**What you will do:** Go through the entries below and retype them exactly, omitting each picture.

Dataset entries:

+ + +

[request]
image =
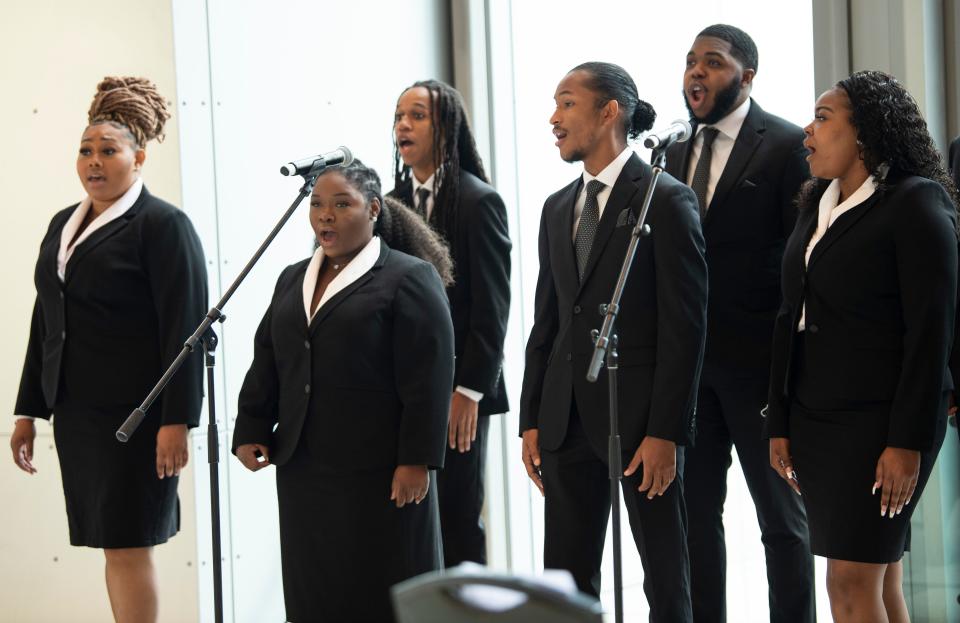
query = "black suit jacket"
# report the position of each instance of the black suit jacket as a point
(661, 324)
(880, 293)
(367, 384)
(480, 295)
(134, 291)
(746, 227)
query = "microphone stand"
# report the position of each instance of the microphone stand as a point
(605, 346)
(205, 335)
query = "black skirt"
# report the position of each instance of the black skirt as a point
(835, 456)
(114, 498)
(343, 543)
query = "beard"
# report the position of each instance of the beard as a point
(723, 103)
(576, 155)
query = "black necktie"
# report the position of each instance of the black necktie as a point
(587, 228)
(701, 176)
(422, 193)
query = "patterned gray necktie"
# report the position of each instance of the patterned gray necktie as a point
(701, 176)
(587, 228)
(422, 193)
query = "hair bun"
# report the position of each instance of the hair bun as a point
(643, 117)
(132, 102)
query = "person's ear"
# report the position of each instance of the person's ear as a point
(610, 111)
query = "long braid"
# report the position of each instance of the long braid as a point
(133, 103)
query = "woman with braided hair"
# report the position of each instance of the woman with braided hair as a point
(121, 283)
(347, 395)
(859, 380)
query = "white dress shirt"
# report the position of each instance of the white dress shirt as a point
(827, 213)
(355, 268)
(728, 130)
(428, 184)
(608, 176)
(70, 228)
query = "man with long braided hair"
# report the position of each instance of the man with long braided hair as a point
(439, 173)
(121, 282)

+ + +

**Solution to this exercise:**
[request]
image =
query = "black suit jacket"
# report the position of each instance of the black suit jacket as a point
(661, 324)
(880, 293)
(367, 384)
(480, 295)
(134, 291)
(746, 227)
query = "microphone stand"
# report the position of each instance of the microphone stand as a point
(605, 346)
(205, 335)
query = "black skirt"
# report the position of each instance of the black skirt as a point
(835, 456)
(114, 498)
(343, 543)
query = "beard"
# report the position of each instance of the beard as a point
(723, 103)
(576, 155)
query = "black necktie"
# report the position of each instance of the black necktie as a point
(587, 228)
(701, 176)
(422, 193)
query = "patterned gray necktie"
# report the position of each instance of the patterned gray necktie as a point
(701, 176)
(587, 228)
(422, 193)
query = "hair bun"
# report the position of each instance of the hair bun as a point
(643, 117)
(132, 102)
query = "person's ear"
# report the position of each instance of the person's ear as a point
(610, 111)
query = "long braid"
# report the position of each instance of the long braid as a point
(133, 103)
query = "woman with braided hair"
# report the position of each instance of the woman with braided hair as a point
(121, 283)
(347, 395)
(859, 380)
query = "white dress shirt"
# report the position of each instance of the white dress shirt as a point
(827, 213)
(355, 268)
(728, 130)
(428, 184)
(608, 176)
(70, 228)
query = "man with long braided hair"
# report the position of each instance of the man with long braided hair as a point
(439, 173)
(121, 282)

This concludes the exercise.